- Materials provided
.....

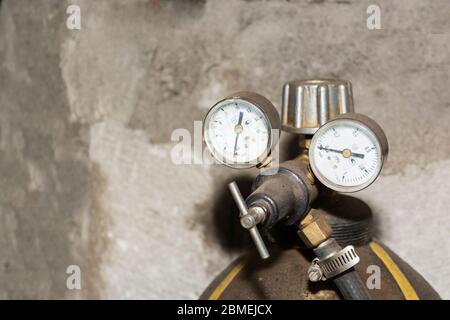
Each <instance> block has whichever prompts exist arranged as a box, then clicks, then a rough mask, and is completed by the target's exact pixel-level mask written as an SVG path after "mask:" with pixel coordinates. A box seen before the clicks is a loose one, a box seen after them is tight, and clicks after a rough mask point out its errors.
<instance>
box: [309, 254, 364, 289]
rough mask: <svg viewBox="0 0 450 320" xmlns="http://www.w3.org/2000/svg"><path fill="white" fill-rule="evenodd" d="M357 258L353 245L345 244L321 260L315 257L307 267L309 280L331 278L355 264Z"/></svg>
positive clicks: (311, 280) (343, 271) (357, 256)
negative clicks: (335, 250)
mask: <svg viewBox="0 0 450 320" xmlns="http://www.w3.org/2000/svg"><path fill="white" fill-rule="evenodd" d="M359 260H360V259H359V256H358V255H357V254H356V252H355V248H354V247H353V246H347V247H345V248H344V249H342V250H340V251H338V252H336V253H335V254H333V255H331V256H330V257H328V258H326V259H323V260H319V258H315V259H314V260H313V261H312V263H311V266H310V267H309V269H308V276H309V280H311V281H313V282H317V281H320V280H326V279H330V278H333V277H335V276H337V275H338V274H340V273H342V272H344V271H347V270H348V269H350V268H351V267H353V266H355V265H356V264H357V263H358V262H359Z"/></svg>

.....

- Task instructions
Line by line, return the listing above exactly, dropping every picture.

- Answer section
Each <instance> block has whichever prompts exist arranged as a box, then clicks, then a rough mask, and is completed by the target's exact pixel-level mask written as an SVG path after "mask:" with pixel coordinates. A box seen before the clicks is a loose one, a box seen after them is tight, and clicks after a rough mask point out its errors.
<instance>
box: [309, 254, 364, 289]
rough mask: <svg viewBox="0 0 450 320" xmlns="http://www.w3.org/2000/svg"><path fill="white" fill-rule="evenodd" d="M357 258L353 245L345 244L321 260L315 257L307 267L309 280L331 278L355 264Z"/></svg>
positive clicks: (311, 280) (343, 271) (357, 256)
negative clicks: (335, 250)
mask: <svg viewBox="0 0 450 320" xmlns="http://www.w3.org/2000/svg"><path fill="white" fill-rule="evenodd" d="M359 260H360V259H359V256H358V255H357V254H356V252H355V248H354V247H353V246H347V247H345V248H344V249H342V250H340V251H338V252H336V253H335V254H333V255H331V256H330V257H328V258H326V259H323V260H319V258H315V259H314V260H313V261H312V263H311V266H310V267H309V269H308V276H309V280H311V281H313V282H317V281H320V280H326V279H330V278H333V277H335V276H337V275H338V274H340V273H342V272H344V271H347V270H348V269H350V268H351V267H353V266H355V265H356V264H357V263H358V262H359Z"/></svg>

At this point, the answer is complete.